_What is required_. Word for word, transcribe the data below from the line with "Then point out every instance of the tractor with" to the line with "Then point out every instance of the tractor cab", keeping both of those lines.

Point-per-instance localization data
************

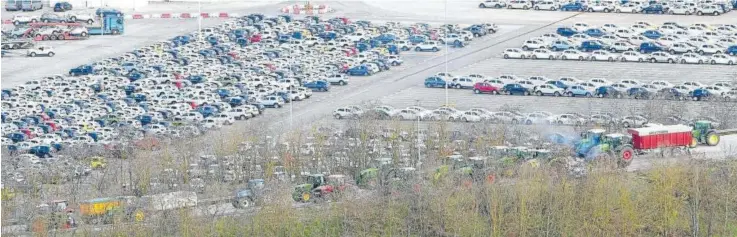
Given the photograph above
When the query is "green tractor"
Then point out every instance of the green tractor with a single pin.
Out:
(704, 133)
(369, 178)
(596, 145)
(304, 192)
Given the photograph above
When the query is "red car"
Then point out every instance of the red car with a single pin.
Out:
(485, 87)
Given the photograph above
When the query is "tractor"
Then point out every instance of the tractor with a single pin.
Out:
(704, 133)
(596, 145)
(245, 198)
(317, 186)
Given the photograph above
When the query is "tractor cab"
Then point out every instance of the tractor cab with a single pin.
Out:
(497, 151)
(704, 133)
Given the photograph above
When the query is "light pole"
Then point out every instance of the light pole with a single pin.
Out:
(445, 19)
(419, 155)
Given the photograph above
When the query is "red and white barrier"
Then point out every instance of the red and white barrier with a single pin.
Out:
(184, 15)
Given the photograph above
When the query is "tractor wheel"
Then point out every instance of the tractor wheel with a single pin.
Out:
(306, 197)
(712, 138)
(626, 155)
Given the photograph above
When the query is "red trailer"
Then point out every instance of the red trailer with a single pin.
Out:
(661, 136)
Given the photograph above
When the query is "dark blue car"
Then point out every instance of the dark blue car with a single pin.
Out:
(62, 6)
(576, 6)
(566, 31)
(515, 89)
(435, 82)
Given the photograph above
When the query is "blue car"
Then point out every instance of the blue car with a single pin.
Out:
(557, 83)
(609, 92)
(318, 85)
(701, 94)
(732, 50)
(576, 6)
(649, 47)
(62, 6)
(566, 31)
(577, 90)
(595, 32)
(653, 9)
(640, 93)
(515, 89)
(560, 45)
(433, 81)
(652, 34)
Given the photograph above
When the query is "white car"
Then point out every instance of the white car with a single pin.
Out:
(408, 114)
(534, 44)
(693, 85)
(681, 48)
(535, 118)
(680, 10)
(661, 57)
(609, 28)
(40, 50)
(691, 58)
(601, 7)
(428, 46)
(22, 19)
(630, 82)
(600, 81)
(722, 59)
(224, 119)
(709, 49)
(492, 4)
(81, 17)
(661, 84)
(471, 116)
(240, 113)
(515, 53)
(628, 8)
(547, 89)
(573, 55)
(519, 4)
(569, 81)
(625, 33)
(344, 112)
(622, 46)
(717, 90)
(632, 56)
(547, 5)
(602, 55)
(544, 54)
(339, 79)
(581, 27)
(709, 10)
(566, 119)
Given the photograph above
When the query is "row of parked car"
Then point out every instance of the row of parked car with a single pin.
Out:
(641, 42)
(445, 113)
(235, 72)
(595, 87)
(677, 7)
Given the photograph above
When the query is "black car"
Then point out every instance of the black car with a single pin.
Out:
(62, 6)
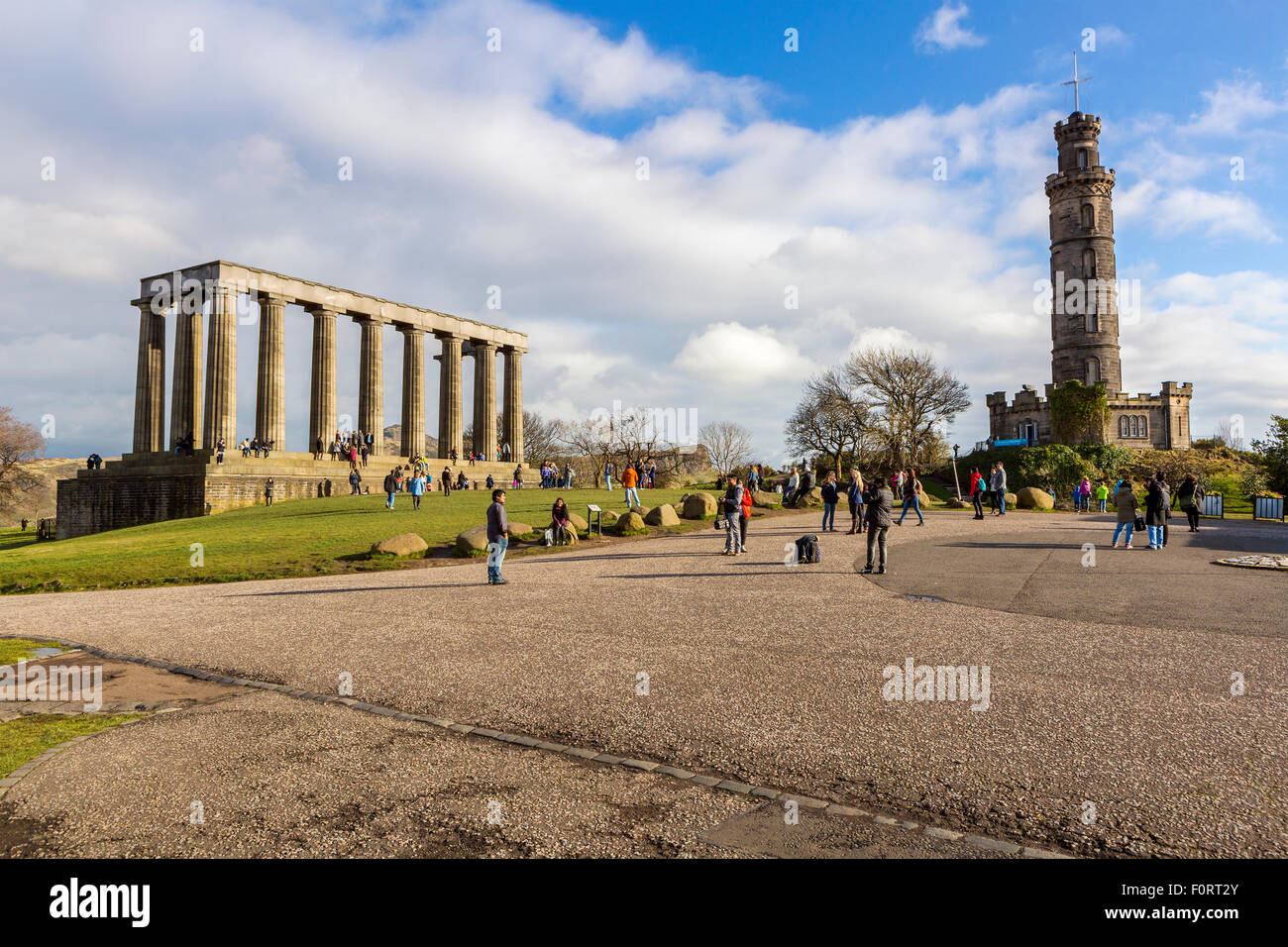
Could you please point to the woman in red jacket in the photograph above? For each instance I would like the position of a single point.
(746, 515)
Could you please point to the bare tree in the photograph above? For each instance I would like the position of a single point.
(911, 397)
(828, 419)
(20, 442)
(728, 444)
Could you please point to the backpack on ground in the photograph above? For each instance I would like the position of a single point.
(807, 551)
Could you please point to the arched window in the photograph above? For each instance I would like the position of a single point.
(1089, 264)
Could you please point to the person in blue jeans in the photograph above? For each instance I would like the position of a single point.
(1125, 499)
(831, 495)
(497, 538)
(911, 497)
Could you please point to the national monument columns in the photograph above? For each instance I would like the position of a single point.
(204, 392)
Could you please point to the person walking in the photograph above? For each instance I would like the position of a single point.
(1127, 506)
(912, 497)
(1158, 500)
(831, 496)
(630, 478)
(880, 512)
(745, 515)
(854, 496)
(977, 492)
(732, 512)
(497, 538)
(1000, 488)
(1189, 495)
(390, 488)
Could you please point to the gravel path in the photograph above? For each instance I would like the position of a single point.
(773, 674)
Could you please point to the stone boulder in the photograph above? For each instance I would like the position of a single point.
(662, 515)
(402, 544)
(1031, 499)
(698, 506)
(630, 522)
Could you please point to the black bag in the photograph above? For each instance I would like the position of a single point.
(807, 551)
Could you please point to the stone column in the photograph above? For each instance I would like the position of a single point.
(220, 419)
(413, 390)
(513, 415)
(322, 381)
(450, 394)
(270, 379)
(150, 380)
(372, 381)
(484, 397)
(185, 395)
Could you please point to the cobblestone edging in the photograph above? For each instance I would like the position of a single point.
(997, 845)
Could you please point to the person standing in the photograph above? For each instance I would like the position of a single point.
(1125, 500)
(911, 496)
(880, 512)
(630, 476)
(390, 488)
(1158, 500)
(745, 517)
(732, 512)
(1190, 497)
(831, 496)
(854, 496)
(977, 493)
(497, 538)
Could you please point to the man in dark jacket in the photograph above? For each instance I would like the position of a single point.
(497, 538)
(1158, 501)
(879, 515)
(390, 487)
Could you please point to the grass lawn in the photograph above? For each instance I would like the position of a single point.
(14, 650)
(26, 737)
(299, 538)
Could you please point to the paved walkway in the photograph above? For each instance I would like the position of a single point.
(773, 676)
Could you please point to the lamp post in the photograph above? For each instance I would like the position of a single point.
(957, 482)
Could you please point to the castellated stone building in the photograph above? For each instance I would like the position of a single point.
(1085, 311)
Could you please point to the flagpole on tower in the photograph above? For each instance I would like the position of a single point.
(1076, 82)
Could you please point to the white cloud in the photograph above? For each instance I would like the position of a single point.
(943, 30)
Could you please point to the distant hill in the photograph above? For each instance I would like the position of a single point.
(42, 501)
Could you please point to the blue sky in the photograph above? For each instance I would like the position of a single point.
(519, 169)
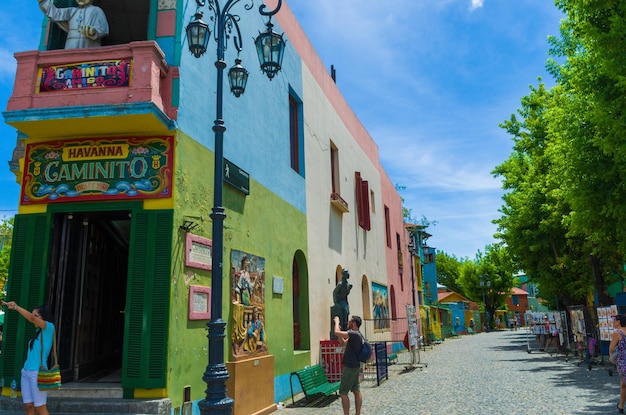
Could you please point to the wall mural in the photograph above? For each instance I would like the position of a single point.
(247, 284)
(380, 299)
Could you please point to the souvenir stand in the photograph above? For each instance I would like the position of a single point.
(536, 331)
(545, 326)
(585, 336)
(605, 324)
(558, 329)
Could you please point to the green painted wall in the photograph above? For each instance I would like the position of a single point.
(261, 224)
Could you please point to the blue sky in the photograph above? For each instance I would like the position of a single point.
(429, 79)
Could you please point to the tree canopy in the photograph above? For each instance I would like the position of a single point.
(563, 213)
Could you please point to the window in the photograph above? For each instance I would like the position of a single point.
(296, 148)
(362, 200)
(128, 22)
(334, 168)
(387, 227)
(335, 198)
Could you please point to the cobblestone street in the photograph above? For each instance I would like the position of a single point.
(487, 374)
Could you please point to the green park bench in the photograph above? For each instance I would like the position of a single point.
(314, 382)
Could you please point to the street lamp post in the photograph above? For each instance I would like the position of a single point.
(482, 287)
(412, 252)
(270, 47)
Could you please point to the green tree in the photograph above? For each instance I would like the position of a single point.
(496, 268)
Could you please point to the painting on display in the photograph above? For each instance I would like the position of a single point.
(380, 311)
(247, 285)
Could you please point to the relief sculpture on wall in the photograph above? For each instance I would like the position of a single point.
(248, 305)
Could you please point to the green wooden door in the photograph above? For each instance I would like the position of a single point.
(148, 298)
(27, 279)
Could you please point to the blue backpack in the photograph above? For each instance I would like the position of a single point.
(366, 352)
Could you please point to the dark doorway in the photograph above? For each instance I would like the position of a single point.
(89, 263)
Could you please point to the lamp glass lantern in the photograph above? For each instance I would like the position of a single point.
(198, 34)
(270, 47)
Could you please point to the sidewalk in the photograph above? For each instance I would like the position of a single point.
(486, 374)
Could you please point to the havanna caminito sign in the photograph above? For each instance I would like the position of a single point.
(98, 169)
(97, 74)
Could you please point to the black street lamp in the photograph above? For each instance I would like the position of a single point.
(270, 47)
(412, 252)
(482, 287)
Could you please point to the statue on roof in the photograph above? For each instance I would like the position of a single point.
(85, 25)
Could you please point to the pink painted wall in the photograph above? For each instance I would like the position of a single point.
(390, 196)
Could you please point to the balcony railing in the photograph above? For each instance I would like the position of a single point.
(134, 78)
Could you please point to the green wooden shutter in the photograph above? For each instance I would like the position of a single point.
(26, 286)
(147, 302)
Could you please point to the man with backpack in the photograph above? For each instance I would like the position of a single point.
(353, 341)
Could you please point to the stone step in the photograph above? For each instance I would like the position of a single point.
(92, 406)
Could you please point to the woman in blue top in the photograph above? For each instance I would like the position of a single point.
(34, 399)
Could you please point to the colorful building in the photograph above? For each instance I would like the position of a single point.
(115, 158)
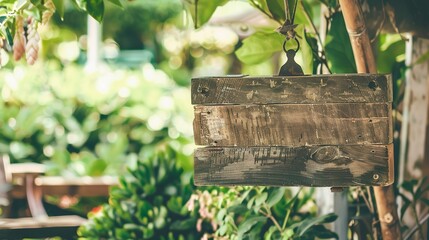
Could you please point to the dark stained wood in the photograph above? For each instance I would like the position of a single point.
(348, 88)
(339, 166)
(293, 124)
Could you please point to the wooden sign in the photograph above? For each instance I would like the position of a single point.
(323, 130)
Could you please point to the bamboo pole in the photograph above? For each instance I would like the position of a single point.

************

_The completed task_.
Then point out every instance of the tractor with a single pin.
Out:
(704, 133)
(596, 145)
(245, 198)
(317, 186)
Given the photograph above
When the query is "tractor cab"
Then point out every instance of the tractor cab with a single pin.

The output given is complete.